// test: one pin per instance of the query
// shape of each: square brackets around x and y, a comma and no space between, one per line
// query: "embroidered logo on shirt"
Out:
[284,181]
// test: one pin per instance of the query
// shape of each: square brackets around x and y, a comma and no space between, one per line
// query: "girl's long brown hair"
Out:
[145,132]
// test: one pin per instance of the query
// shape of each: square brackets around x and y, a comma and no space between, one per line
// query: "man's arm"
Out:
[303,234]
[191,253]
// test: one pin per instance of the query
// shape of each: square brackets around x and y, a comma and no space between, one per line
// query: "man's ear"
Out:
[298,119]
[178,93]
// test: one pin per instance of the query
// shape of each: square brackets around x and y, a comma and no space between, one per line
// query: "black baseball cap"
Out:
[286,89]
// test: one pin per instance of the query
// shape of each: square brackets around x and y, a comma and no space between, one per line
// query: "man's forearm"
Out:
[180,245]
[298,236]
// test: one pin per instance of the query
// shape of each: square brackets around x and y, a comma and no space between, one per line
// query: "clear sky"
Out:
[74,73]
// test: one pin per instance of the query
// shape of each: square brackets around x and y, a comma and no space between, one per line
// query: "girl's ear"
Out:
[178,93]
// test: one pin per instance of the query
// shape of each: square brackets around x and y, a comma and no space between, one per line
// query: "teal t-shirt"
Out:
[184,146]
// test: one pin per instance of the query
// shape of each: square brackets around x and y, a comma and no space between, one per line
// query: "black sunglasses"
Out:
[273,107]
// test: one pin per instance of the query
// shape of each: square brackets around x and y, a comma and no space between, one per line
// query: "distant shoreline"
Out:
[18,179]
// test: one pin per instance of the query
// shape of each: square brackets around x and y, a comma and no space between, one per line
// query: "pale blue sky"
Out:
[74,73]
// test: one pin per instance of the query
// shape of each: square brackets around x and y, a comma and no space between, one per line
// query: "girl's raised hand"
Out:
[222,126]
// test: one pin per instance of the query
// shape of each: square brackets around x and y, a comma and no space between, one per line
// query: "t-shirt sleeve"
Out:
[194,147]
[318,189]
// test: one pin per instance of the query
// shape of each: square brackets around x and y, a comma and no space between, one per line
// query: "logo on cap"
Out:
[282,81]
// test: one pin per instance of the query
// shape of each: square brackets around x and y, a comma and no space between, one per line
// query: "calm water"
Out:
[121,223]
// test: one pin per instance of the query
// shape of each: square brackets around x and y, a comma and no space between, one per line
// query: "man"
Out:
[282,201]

---------------

== Your objective ==
List every line in the rows above that contains the string "black", copying each line in full. Case counts.

== Complete output ==
// query: "black baseball cap"
// query: "black sunglasses"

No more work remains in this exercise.